--- Dataset entries Enclosed Below ---
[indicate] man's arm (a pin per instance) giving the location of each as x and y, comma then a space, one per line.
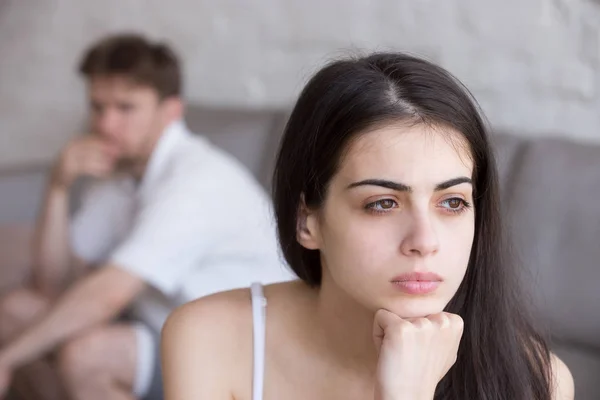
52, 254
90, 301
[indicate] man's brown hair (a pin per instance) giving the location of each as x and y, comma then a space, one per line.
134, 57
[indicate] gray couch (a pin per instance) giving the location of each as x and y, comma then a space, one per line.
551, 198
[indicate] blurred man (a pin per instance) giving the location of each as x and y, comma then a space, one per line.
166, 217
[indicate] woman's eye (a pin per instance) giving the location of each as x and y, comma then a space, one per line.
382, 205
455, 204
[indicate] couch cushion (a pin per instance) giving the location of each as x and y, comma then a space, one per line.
--- End of Enclosed Dataset entries ---
--- Dataset entries Enclosed Below ---
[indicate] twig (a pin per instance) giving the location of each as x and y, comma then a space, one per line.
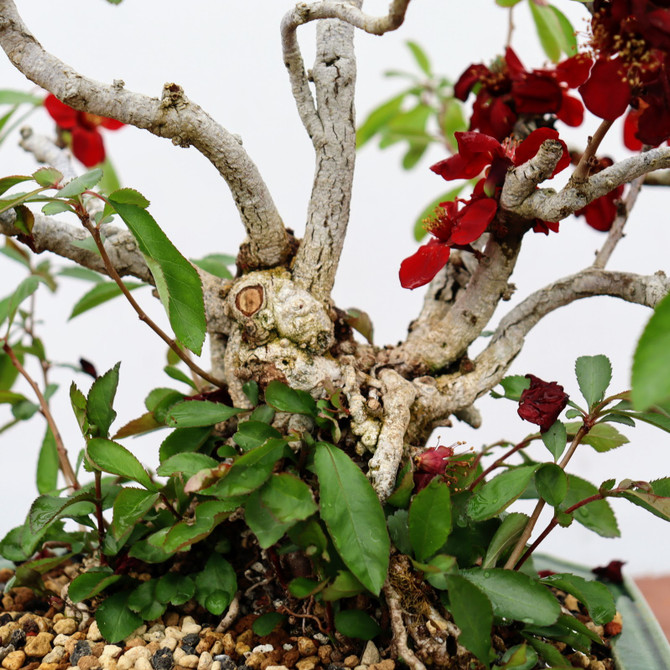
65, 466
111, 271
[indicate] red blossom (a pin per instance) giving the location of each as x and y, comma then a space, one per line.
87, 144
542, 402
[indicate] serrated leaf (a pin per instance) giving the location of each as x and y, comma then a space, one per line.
--- End of Enclosed Dataset entries ---
--- Dataset entries Enclosed Below ---
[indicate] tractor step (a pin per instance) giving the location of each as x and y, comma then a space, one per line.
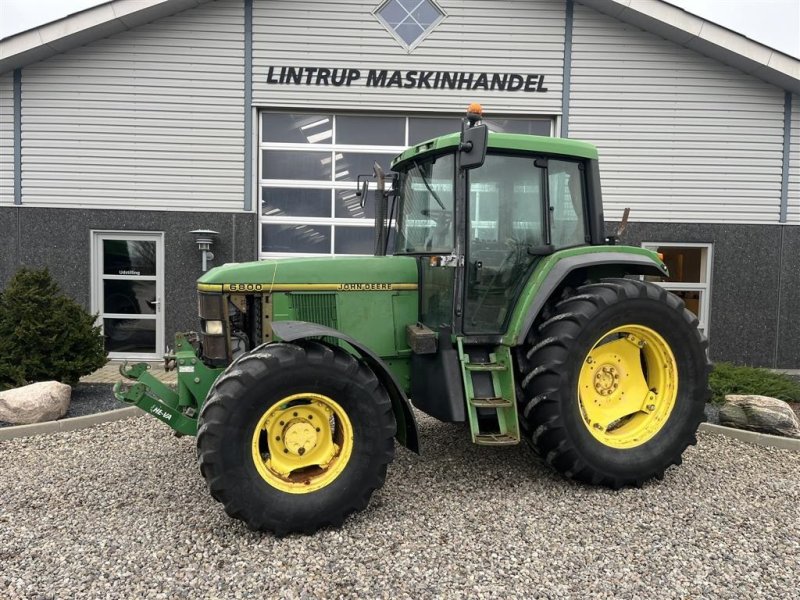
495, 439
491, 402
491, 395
--- End of Enclosed Dataset entries ---
Print again the lines of the entries above that fall between the line holding "[indicate] woman's eye" and the line holding "[indicate] couch cushion", inclusive, exactly as they stand.

• Response
[indicate] woman's eye (a pin per instance) giving the location of each as x and y, comma then a space, one per line.
382, 205
455, 204
[indicate] couch cushion (a pin per instance) giving the location of each as x and y, comma then a space, one per line.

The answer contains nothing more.